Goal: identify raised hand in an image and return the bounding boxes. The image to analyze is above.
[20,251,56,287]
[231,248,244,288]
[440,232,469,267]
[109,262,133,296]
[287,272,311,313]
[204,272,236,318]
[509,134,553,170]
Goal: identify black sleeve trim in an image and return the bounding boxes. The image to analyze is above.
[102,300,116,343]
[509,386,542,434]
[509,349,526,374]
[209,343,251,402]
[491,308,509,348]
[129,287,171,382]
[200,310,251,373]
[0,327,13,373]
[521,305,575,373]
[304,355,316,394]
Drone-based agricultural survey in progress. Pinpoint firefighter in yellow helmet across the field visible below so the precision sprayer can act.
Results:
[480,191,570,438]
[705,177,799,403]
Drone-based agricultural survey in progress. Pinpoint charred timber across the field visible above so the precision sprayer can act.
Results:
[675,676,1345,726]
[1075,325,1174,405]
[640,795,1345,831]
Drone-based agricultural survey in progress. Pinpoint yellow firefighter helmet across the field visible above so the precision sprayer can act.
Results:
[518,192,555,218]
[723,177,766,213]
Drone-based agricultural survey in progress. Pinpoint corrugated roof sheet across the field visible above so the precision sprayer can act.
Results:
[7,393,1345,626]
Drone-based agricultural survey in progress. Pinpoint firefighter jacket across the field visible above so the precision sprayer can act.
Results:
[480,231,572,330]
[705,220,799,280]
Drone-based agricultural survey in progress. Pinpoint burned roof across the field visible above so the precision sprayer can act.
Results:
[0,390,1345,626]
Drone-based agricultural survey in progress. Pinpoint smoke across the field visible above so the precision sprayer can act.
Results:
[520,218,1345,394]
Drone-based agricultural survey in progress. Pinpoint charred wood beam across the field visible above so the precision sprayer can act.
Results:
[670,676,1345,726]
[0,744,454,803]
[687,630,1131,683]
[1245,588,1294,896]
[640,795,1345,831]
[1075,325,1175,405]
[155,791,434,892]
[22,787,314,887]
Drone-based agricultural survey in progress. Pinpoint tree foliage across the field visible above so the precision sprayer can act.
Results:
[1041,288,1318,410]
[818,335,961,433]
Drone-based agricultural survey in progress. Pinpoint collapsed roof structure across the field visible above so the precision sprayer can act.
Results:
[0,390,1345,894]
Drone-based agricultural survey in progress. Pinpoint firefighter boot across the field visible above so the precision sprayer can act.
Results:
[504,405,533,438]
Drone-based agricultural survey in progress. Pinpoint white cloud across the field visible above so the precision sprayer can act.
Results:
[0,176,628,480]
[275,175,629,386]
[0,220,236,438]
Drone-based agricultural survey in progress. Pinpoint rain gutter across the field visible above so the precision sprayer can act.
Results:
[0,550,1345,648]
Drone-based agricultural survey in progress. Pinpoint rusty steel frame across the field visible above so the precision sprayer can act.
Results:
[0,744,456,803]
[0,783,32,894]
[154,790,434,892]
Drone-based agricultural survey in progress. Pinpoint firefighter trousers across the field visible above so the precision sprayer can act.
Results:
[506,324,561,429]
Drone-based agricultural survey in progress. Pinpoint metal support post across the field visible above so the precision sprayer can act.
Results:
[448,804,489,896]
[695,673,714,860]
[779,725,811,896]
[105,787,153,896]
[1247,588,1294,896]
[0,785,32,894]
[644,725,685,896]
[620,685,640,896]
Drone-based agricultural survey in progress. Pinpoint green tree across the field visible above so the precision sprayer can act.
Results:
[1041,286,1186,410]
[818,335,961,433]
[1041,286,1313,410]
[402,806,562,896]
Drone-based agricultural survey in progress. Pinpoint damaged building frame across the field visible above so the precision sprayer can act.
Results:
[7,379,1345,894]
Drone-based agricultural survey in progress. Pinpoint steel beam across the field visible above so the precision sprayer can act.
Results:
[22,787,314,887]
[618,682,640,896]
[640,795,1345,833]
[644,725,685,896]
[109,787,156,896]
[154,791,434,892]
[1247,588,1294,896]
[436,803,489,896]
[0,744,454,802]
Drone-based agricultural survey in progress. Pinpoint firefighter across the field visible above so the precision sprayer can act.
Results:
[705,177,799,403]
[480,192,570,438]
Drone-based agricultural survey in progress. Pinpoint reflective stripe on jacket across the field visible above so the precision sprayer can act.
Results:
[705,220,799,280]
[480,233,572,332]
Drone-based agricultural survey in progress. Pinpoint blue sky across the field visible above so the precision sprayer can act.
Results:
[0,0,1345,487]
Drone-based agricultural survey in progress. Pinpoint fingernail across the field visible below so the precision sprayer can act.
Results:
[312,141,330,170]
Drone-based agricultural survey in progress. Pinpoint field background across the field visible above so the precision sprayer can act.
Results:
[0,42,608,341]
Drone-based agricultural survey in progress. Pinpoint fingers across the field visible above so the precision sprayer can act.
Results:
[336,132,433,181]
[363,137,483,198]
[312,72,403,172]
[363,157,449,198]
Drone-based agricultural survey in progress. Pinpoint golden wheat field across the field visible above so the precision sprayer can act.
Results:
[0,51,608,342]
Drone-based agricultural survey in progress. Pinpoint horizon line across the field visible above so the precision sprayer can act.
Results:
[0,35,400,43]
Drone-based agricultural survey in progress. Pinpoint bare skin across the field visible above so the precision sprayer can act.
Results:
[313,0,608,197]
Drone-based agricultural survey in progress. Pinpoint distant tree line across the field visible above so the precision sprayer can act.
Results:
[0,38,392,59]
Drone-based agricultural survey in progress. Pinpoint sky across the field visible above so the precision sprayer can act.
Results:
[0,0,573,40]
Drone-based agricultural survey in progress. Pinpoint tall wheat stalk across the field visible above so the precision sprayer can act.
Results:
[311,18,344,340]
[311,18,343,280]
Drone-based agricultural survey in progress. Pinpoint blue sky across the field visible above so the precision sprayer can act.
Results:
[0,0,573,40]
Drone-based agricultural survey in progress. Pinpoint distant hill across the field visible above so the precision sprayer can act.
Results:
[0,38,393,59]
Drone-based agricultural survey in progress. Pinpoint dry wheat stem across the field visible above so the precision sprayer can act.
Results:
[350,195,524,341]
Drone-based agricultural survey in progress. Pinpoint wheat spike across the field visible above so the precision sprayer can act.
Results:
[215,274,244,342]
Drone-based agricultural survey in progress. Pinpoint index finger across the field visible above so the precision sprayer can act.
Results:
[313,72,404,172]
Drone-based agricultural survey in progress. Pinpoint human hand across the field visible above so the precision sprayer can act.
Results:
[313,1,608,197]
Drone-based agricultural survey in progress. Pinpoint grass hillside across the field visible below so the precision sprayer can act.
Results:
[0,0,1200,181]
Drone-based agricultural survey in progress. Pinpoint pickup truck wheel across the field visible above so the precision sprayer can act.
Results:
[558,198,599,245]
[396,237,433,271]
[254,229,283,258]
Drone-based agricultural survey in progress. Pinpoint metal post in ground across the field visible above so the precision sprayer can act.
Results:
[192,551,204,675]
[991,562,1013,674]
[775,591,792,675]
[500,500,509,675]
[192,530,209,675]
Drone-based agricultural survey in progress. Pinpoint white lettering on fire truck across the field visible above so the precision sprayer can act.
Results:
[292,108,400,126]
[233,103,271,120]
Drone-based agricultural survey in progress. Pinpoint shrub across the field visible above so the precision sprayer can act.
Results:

============================================================

● **TASK DETAILS**: Could you copy all of the material above word for word, keeping every line unchanged and in its original order?

● **SOLUTION TO THE EXERCISE**:
Goal: identify raised hand in an image and return the bounding boxes. The image to analyze is above.
[20,251,56,287]
[231,248,244,288]
[440,232,469,267]
[109,262,133,296]
[287,272,311,313]
[204,272,236,318]
[509,134,553,170]
Goal: identify black sleeve trim in an image and return the bounding boxes. The image to analyze is above.
[102,300,116,343]
[509,386,542,434]
[509,349,526,374]
[209,343,251,402]
[491,308,509,348]
[129,287,171,382]
[200,310,251,373]
[0,327,13,373]
[521,305,575,373]
[304,355,316,394]
Drone-based agricultural survey in progress. Pinpoint firefighter in yellow helmet across the field visible below so the precision sprayer can act.
Results:
[480,191,570,438]
[705,177,799,403]
Drone-based agricultural survey in progress. Pinpoint charred timber across the field visible above so the precision sprayer can act.
Results:
[675,676,1345,726]
[1075,325,1174,405]
[640,795,1345,831]
Drone-based agricultural survey in progress. Pinpoint yellow firefighter helmet across the field visible above so the precision sprayer can act.
Results:
[518,192,555,218]
[723,177,766,213]
Drone-based agricultural survey in progress. Pinpoint corrugated roof sheet across the field visible above so the precision sprayer can act.
Results:
[7,393,1345,626]
Drone-based agricultural survey in progress. Pinpoint firefighter jacket across the field visible above so the precision sprayer can act.
Results:
[480,231,572,330]
[705,220,799,280]
Drone-based agricultural survey in progress. Pinpoint burned roof across the field visible above so the precision sprayer can act.
Results:
[0,390,1345,626]
Drone-based agricultural survey in progress. Pinpoint smoke across the field visible above so the precision sprayer can act.
Results:
[520,218,1345,394]
Drone-based agricultural survey in progress. Pinpoint charred wood beam across the field visible above so the precision sprayer can act.
Results:
[670,676,1345,726]
[0,744,454,803]
[687,630,1131,683]
[1245,588,1294,896]
[640,795,1345,831]
[1075,325,1175,405]
[155,791,434,892]
[22,787,314,887]
Drone-based agricultural survey in progress. Pinpoint tree foliage across the field visible above so the precision sprayer can act.
Results:
[1041,288,1318,410]
[818,335,961,433]
Drone-based agricultural survey in progress. Pinpoint collapsed roof structure across the field visible above so the precision sprayer can act.
Results:
[0,390,1345,894]
Drone-based agricultural survey in progress. Pinpoint firefighter boot across the field visible above so the precision sprayer can act.
Results:
[504,405,533,438]
Drone-based agricultural survey in progress. Pinpoint white cloud across the field visible above so the precision sprayer can act.
Results:
[0,176,628,480]
[275,175,629,386]
[0,220,236,438]
Drone-based agricultural survey in progress. Pinpoint rain gutter across the field visible above so the precision sprayer can act.
Results:
[0,550,1345,648]
Drone-based agricultural survey in progress. Pinpoint rusty steel frame across the field visible above so the precision sprayer can act.
Results:
[0,744,456,803]
[0,783,32,894]
[154,790,434,892]
Drone-based agricultural survey in progress. Pinpoint firefighter trousers across the field visible above so the precision sprayer can act.
Results:
[506,324,561,429]
Drone-based agricultural survey in progress. Pinpoint metal support post across the field visible above so the precision sprayer can act.
Results:
[448,804,489,896]
[695,673,714,860]
[779,725,811,896]
[105,787,153,896]
[1247,588,1294,896]
[0,785,32,894]
[644,725,685,896]
[620,685,640,896]
Drone-based agricultural survey in progress. Pinpoint green tree across the field visible above so the precision sprayer can act.
Results:
[1041,286,1186,410]
[818,335,961,433]
[1041,286,1313,410]
[402,806,562,896]
Drone-based agricultural survey in progress. Pinpoint damaged building frame across the field visible above so the precision sprayer can act.
Results:
[7,379,1345,894]
Drone-based agricultural survey in progress. Pinpoint steel beam across the field visible above so the precision sprayer can act.
Results:
[22,787,314,887]
[618,682,640,896]
[640,795,1345,833]
[644,725,685,896]
[109,787,156,896]
[154,791,434,892]
[1247,588,1294,896]
[436,803,489,896]
[0,744,454,802]
Drone-based agricultural survey in progress. Pinpoint firefighter across the field visible above so the precision sprayer can act.
Results:
[705,177,799,403]
[480,192,570,438]
Drone-based agricultural survey in progress. Pinpoint reflective stripe on jacket across the field visible above so the precision sprayer can act.
Results:
[705,220,799,280]
[480,233,572,332]
Drone-based agricultural survey in progress. Pinpoint blue sky across the field visible above so the precision sprayer can act.
Results:
[0,0,1345,487]
Drone-based agricultural survey in progress. Pinpoint fingernail across the field visible below so the precision sprayer can act.
Results:
[312,141,330,170]
Drone-based agricultural survey in progress. Pinpoint field background across the field visible above so the precision sprayer can act.
Results:
[0,42,608,341]
Drone-based agricultural survey in progress. Pinpoint fingers across the field visible above so the precision sprayer can act.
Results:
[336,132,433,181]
[363,137,483,198]
[312,72,403,172]
[363,157,449,198]
Drone-based agricultural survey in progress. Pinpoint golden wheat field across the field visible above so the precision sprayer can act.
Results:
[0,51,608,342]
Drone-based agricultural survey in progress. Pinpoint horizon line across the field visible above so the precision sprayer can act.
Results:
[0,35,400,43]
Drone-based agricultural survey in progress. Pinpoint bare skin across the field visible above so the precision sprayer can act.
Results:
[313,0,608,197]
Drone-based agricultural survey in progress. Pinpoint distant tree line across the field visible above so the precision sprayer can act.
Results:
[0,38,392,59]
Drone-based agricultural survey in progress. Pinpoint sky across the field visible above so the precision sprayer can act.
Results:
[0,0,573,40]
Drone-based agricultural survey in progress. Pinpoint tall wheat stalk across the field visible above so the precision sprayer can act.
Results:
[311,18,344,340]
[311,18,343,280]
Drone-based agricultural survey in progress. Pinpoint blue sky across the field visible above so the precision sprayer can act.
Results:
[0,0,573,40]
Drone-based agricultural survey in progress. Pinpoint distant hill across the field visible above so the precision sprayer can act.
Results:
[0,38,393,59]
Drone-based agricultural survey in progress. Pinpoint dry wheat stem across the field visible above so the precision sprayer can act.
Results:
[350,195,524,341]
Drone-based agricultural survey in progress. Pinpoint wheat spike across the field visible above so the precision sprayer can act.
Results:
[215,274,244,342]
Drone-based agricultural survey in progress. Pinpoint index finger across the field visible above so the precision sprayer can act.
Results:
[313,72,404,172]
Drone-based agricultural survey in progress. Pinpoint human hand across the field visible above so the precision sprayer can act.
Results:
[313,1,608,197]
Drone-based agricultural survey in progress. Pinpoint grass hillside across the field visible below so the precision sprayer can act.
Results:
[0,0,1200,181]
Drone-based agricultural survey in progress. Pinpoint pickup truck wheel across the field visible above so the precision sprayer can act.
Results:
[558,198,599,245]
[396,237,433,271]
[254,229,283,258]
Drone-based agricultural survey in progress. Pinpoint metal post in ground across the field visible above so the precision sprayer can act.
Results:
[192,551,204,675]
[991,562,1013,674]
[775,591,792,675]
[500,500,509,675]
[192,530,209,675]
Drone-based agricultural survey in progress. Pinpoint white lettering on fire truck across the field visible above so the precision sprayer can act.
Results:
[292,108,400,126]
[233,103,271,120]
Drone-based agricultural survey in progress. Pinpoint shrub across the field visible above so the precision sprayer can act.
Results:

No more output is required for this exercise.